Retype every entry word for word.

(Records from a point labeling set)
"""

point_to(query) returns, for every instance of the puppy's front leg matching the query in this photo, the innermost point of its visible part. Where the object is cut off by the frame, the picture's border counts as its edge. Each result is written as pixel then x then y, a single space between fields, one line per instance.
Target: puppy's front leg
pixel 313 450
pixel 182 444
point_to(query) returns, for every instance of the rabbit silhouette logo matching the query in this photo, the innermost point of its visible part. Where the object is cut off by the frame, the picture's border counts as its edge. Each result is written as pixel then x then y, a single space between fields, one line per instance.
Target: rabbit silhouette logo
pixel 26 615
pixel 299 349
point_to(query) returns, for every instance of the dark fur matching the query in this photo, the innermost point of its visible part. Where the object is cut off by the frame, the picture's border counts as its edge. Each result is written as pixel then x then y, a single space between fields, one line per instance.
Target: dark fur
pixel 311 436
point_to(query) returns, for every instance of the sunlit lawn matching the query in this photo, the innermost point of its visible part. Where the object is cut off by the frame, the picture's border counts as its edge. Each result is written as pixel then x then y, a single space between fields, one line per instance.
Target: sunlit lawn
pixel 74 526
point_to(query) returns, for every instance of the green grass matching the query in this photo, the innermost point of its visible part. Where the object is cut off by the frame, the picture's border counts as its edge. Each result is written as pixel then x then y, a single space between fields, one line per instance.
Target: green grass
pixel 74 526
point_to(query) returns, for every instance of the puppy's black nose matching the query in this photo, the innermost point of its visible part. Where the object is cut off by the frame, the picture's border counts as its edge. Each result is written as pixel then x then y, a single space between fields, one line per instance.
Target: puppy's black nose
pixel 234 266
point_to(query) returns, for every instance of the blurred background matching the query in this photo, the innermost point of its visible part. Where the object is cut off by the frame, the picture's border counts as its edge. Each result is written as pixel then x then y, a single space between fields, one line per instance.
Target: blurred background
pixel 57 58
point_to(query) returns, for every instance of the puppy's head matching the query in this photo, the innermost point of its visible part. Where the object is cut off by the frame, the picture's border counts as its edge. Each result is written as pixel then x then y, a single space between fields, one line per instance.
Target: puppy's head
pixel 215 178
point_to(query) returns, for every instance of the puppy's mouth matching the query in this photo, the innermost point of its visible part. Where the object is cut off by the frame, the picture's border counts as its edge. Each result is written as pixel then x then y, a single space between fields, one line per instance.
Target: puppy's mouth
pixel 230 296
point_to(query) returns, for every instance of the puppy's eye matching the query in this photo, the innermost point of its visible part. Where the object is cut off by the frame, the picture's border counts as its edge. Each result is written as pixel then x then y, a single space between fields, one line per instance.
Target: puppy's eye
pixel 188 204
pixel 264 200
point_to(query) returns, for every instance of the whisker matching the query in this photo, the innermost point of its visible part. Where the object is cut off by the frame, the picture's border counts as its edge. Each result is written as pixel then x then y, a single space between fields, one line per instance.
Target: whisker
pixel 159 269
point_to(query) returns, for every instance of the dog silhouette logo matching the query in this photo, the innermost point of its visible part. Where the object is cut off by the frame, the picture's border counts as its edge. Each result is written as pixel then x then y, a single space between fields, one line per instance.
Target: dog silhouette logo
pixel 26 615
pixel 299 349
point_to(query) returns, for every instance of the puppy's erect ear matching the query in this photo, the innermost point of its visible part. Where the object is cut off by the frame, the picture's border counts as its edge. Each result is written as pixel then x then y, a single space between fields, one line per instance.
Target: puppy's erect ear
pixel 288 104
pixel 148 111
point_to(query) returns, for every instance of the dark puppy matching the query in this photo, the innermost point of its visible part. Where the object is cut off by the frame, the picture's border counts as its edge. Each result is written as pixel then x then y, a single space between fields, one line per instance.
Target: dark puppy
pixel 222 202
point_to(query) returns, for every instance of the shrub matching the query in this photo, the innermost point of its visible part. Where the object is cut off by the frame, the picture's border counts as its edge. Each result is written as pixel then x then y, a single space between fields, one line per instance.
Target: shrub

"""

● FINISHED TASK
point_to(query) returns, for every instance of the puppy's front leg matching the query in this photo, the innermost point of its visible part. Where the object is cut off by the frame, the picture's border counts as its edge. Each result is written as pixel then x then y, a single space between fields, one line per instance.
Target: puppy's front leg
pixel 313 450
pixel 182 444
point_to(query) returns, for every instance of the rabbit silhouette logo matching the query in this photo, the innermost point of its visible part. Where the object is cut off by the frame, the picture's border counts as its edge. Each result is written as pixel then x then y, a single space between fields, one line per instance.
Target: rabbit silhouette logo
pixel 26 615
pixel 299 349
point_to(query) returns, for every instance of the dark fur matching the query in this photo, the innermost point of its visible part. Where the object is cut off by the frame, the picture's border counts as its edge. Each result is written as pixel then x then y, a single space between fields, one line per instance.
Target: dark fur
pixel 311 436
point_to(query) returns, for every instance of the sunlit lawn matching the query in this photo, the innermost point of its visible part. Where the object is cut off by the frame, the picture's border counts as its edge. Each result is written as pixel then x then y, a single space between fields, one line per instance.
Target: sunlit lawn
pixel 74 526
point_to(query) returns, for every instance of the green grass matching the query in this photo, the innermost point of its visible part. Where the object is cut off by the frame, the picture's border counts as its edge. Each result is written as pixel then x then y, a single space between fields, one line per instance.
Target: green grass
pixel 74 526
point_to(query) returns, for every instance of the puppy's black nose matching the query in this photo, the innermost point of its visible part. Where the object is cut off by the frame, the picture's border counts as its edge. Each result is written as pixel then x then y, a single space between fields, one line per instance.
Target: puppy's black nose
pixel 234 266
point_to(query) returns, for every instance of the blurred background matching the query in this photo, the innermost point of its visible part. Where the object is cut off by the frame, the picture's border counts as its edge. Each result is written as pixel then x then y, a single space between fields, one line per instance.
Target: blurred background
pixel 57 58
point_to(query) returns, for every instance of the puppy's head matching the query in this photo, the innermost point of its visible part. Where the object is cut off by the frame, the picture's border counts as its edge. Each result is written as pixel then x then y, a single space between fields, one line per instance.
Target: puppy's head
pixel 215 178
point_to(query) returns, for every instance of the puppy's mouth matching the query in this photo, the innermost point of its visible part. Where the object is cut off by the frame, the picture's border counts as its edge. Each result is written as pixel then x then y, a single space between fields, one line per instance.
Target: puppy's mouth
pixel 230 296
point_to(query) returns, for every instance of the puppy's eye matching the query in this photo, the innermost point of its visible part. Where the object is cut off by the frame, the picture's border counts as its edge. Each result is written as pixel then x then y, a single space between fields, one line per instance.
Target: puppy's eye
pixel 188 204
pixel 264 200
point_to(query) returns, for every instance of the whisker matching the query in this photo, the innermost point of its visible part. Where the object is cut off by the frame, the picture's border counts as its edge. Each result is written as pixel then x then y, a single space between fields, one line per instance.
Target: whisker
pixel 159 269
point_to(query) returns, for every instance of the dog silhouette logo matching the query in this photo, the innermost point of its visible part. Where the object is cut off by the frame, the picture's border counts as its edge. Each result is written as pixel then x then y, a single space between fields, one line per instance.
Target: dog silhouette logo
pixel 26 615
pixel 299 349
point_to(query) returns, for every instance of the puppy's erect ear matching the query in this photo, the innermost point of its visible part. Where the object is cut off by the frame, the picture's border counts as its edge. Each result is written as pixel then x then y, a single space between fields, one line per instance.
Target: puppy's erect ear
pixel 288 104
pixel 148 111
point_to(query) returns, for every instance of the dark puppy matching the query in this photo, the innermost point of its visible part. Where the object is cut off by the frame, the picture's border counts as its edge. Each result is written as pixel then x then y, a single space between fields, one line per instance.
Target: dark puppy
pixel 222 202
point_to(query) returns, for every instance of the shrub matching the query in this photo, the innermost point of its visible part. Where the object is cut off by the frame, the picture's border counts as its edge. Each result is written as pixel then x then y, a single space between fields, one line per instance.
Target: shrub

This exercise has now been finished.